TO DO
All lines from the one containing "target | wooden shelf" through the final line of the records below should be reproduced exactly, with the pictures left out.

[Photo-based referring expression data]
====
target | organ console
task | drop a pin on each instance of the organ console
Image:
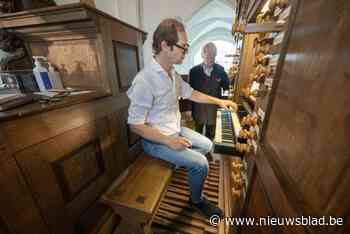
(58, 159)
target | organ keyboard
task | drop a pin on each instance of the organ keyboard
(226, 132)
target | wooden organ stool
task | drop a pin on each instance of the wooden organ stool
(136, 194)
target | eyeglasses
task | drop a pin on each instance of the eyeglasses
(185, 49)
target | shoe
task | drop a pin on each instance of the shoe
(206, 208)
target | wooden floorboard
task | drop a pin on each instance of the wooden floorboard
(174, 214)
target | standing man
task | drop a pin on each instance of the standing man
(154, 112)
(208, 77)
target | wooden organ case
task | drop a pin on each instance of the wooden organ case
(57, 159)
(296, 53)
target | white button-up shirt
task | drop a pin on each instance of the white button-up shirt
(154, 98)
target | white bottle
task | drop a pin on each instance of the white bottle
(41, 74)
(55, 77)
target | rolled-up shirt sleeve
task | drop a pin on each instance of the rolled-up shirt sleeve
(186, 89)
(141, 99)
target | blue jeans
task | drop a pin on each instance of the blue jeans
(191, 158)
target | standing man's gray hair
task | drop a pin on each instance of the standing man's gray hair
(209, 47)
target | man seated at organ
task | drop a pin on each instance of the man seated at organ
(154, 112)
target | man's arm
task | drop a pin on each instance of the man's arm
(203, 98)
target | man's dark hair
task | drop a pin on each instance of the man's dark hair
(166, 31)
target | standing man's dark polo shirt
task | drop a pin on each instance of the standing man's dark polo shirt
(211, 85)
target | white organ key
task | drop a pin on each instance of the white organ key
(218, 136)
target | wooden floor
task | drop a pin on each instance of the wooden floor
(174, 214)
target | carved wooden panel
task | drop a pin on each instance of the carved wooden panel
(66, 174)
(259, 207)
(309, 128)
(127, 65)
(79, 169)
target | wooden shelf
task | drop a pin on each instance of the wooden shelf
(36, 107)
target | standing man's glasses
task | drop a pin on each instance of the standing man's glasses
(185, 49)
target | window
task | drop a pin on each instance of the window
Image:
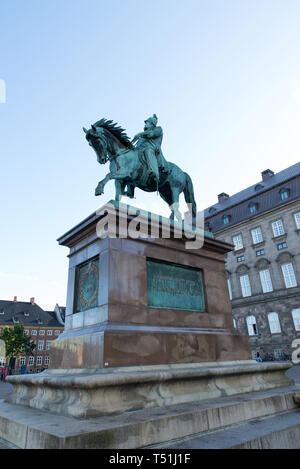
====
SOLUTION FOR THIS TASK
target | wooden shelf
task | drop a pin on each instance of the wooden shelf
(36, 107)
target | standing man's glasses
task | drop a pin on each instance of the standing man's glasses
(185, 49)
target | window
task | drop a pin on each instance of the window
Image:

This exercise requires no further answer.